====== SUPPLIED DATA

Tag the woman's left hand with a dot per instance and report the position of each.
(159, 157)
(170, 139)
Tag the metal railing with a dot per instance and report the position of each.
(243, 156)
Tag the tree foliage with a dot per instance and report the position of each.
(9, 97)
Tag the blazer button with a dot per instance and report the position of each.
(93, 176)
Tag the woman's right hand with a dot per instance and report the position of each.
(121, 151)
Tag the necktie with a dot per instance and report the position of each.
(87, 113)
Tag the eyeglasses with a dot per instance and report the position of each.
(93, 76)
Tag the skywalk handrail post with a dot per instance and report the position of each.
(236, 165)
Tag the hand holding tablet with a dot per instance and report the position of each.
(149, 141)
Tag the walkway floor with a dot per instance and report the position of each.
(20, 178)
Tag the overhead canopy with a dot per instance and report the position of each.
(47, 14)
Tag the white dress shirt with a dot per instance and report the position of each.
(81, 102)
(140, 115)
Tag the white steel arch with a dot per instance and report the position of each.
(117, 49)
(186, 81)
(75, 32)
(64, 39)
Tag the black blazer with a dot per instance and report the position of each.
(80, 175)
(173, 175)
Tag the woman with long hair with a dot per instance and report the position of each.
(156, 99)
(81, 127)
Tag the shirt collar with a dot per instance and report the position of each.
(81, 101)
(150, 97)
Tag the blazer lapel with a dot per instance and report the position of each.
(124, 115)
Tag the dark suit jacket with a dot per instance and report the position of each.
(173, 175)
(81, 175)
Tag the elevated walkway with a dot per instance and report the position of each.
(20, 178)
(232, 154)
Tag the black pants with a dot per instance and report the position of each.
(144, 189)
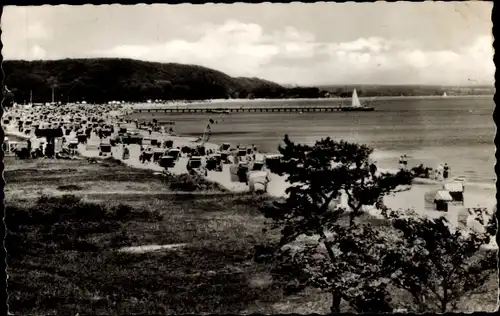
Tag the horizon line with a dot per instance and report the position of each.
(282, 83)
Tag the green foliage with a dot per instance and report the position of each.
(65, 222)
(192, 183)
(438, 265)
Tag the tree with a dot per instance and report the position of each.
(437, 264)
(343, 259)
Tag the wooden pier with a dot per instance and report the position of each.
(248, 109)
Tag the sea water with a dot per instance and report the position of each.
(456, 130)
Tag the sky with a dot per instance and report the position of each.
(303, 44)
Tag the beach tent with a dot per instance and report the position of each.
(456, 190)
(441, 200)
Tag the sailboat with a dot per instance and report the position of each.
(356, 104)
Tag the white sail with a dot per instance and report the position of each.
(355, 99)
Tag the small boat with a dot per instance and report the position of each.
(356, 104)
(219, 111)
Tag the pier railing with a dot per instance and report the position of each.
(248, 109)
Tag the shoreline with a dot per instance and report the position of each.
(225, 101)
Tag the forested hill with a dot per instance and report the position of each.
(105, 79)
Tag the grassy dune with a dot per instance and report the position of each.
(76, 214)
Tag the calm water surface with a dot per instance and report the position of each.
(459, 131)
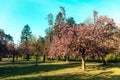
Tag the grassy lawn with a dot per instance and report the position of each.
(24, 70)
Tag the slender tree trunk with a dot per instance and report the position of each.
(16, 57)
(67, 58)
(43, 57)
(8, 57)
(28, 57)
(83, 63)
(13, 60)
(0, 58)
(103, 60)
(36, 60)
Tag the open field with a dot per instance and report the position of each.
(24, 70)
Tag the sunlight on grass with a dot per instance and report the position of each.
(59, 71)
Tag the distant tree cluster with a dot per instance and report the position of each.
(66, 39)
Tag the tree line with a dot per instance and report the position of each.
(66, 39)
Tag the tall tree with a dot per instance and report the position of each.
(26, 33)
(4, 39)
(12, 50)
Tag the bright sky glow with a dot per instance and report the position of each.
(14, 14)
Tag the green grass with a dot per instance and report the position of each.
(23, 70)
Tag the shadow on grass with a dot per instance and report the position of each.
(80, 76)
(24, 68)
(27, 68)
(103, 67)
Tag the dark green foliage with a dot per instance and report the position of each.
(26, 33)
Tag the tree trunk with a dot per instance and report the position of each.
(43, 57)
(103, 60)
(83, 63)
(0, 58)
(36, 60)
(8, 57)
(13, 60)
(28, 57)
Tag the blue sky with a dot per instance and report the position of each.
(14, 14)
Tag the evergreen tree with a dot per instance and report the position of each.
(26, 33)
(25, 37)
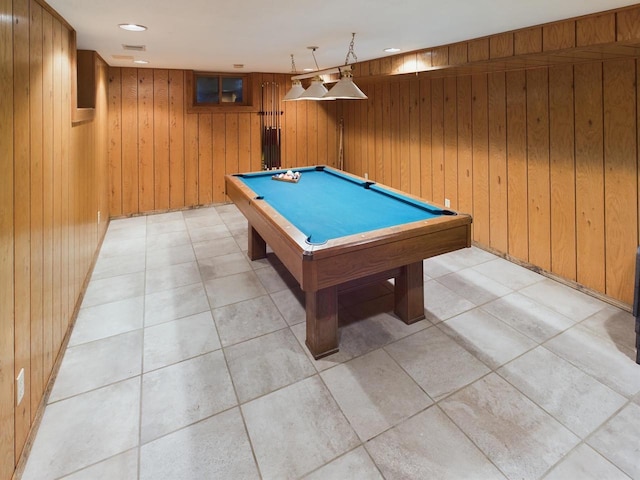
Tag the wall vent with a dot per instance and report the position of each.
(134, 48)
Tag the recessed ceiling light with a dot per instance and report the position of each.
(132, 27)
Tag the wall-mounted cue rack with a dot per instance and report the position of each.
(270, 123)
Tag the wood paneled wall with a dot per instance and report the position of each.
(162, 158)
(546, 160)
(52, 184)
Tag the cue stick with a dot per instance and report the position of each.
(340, 147)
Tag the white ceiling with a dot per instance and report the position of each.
(260, 34)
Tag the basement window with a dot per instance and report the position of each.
(213, 89)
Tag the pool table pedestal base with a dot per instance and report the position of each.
(322, 305)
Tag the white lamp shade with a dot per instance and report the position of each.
(345, 89)
(316, 90)
(295, 92)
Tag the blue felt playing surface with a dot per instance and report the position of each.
(325, 205)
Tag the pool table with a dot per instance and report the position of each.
(333, 230)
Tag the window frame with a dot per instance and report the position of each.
(193, 106)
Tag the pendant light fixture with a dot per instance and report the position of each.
(296, 88)
(345, 89)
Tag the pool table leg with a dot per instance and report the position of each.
(409, 293)
(257, 246)
(322, 322)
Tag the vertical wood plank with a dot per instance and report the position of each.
(58, 331)
(219, 155)
(386, 134)
(115, 152)
(394, 139)
(161, 152)
(312, 133)
(231, 153)
(7, 356)
(205, 159)
(426, 185)
(589, 176)
(437, 140)
(22, 216)
(415, 174)
(301, 156)
(450, 142)
(362, 136)
(538, 167)
(176, 139)
(404, 139)
(191, 159)
(146, 177)
(48, 188)
(480, 108)
(620, 165)
(130, 170)
(465, 145)
(370, 135)
(562, 172)
(517, 189)
(497, 162)
(256, 150)
(65, 120)
(36, 205)
(322, 156)
(244, 143)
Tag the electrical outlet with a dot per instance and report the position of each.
(20, 387)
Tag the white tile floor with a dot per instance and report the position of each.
(187, 361)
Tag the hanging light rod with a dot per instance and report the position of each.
(326, 71)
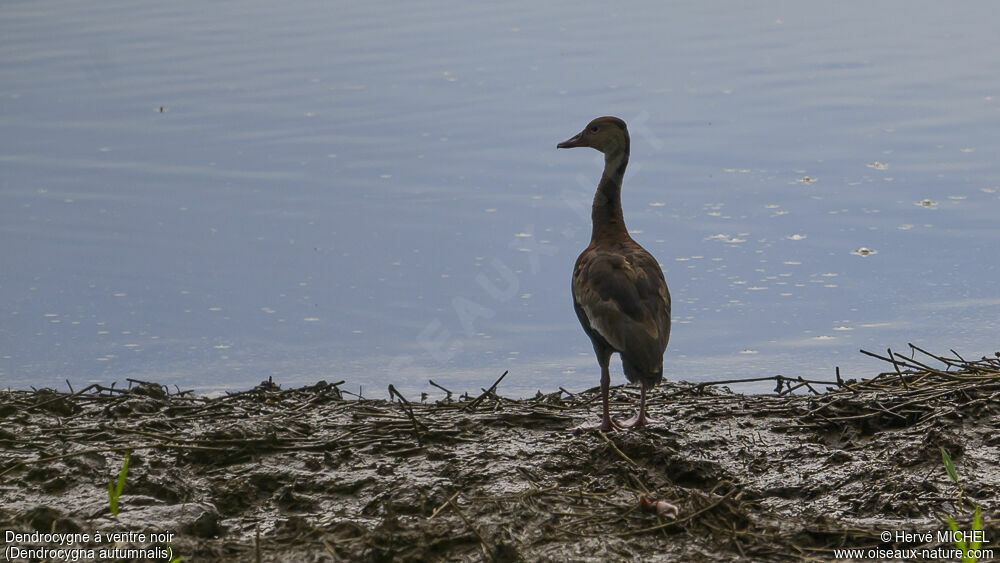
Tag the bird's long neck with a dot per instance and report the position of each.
(609, 223)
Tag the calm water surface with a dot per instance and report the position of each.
(210, 194)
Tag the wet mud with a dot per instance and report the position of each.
(312, 474)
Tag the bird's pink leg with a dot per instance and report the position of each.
(606, 424)
(640, 420)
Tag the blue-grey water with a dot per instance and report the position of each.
(209, 194)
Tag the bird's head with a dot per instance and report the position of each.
(606, 134)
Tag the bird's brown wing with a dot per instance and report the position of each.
(624, 297)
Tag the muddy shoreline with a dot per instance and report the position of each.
(312, 474)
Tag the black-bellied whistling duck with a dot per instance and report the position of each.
(619, 292)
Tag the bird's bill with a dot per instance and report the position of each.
(574, 141)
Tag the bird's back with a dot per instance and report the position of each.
(622, 300)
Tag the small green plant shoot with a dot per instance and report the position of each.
(968, 551)
(115, 488)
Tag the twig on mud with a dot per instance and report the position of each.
(409, 413)
(614, 447)
(431, 381)
(681, 520)
(443, 505)
(485, 394)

============

**INSTRUCTIONS TO FOLLOW**:
Retype, without any change, every line from the one with "Tag the bird's long" to the bottom of the listing.

**REPLY**:
Tag the bird's long neck with a dot per instance and report the position of each.
(609, 223)
Tag the calm water surface with a dot per instance and report the position of each.
(210, 194)
Tag the wet mud with a dot per instance and report the position of each.
(312, 474)
Tag the bird's pink leg with a dot per instance and report the position of each.
(606, 424)
(640, 420)
Tag the blue-grey water with a dot per instance and report the position of each.
(209, 194)
Tag the bird's head with a dot per instance and report the position of each.
(606, 134)
Tag the bird's brown wing with a dot per instance and report the position of each.
(624, 297)
Tag the muddy shoreline with a dot per instance and report the position of each.
(312, 474)
Tag the black-bellied whistling duck with a dot per instance and report the position of each.
(619, 292)
Tag the bird's bill with a dot per instance and report the position of each.
(574, 141)
Tag the bird's back with a dot per instance and report the position of each.
(622, 300)
Tag the small green plant shoot with a dot per instance and report the position of each.
(968, 551)
(115, 488)
Tag the twig on mud with a dot per instance and report the position of each.
(409, 413)
(614, 447)
(431, 381)
(681, 520)
(443, 505)
(485, 394)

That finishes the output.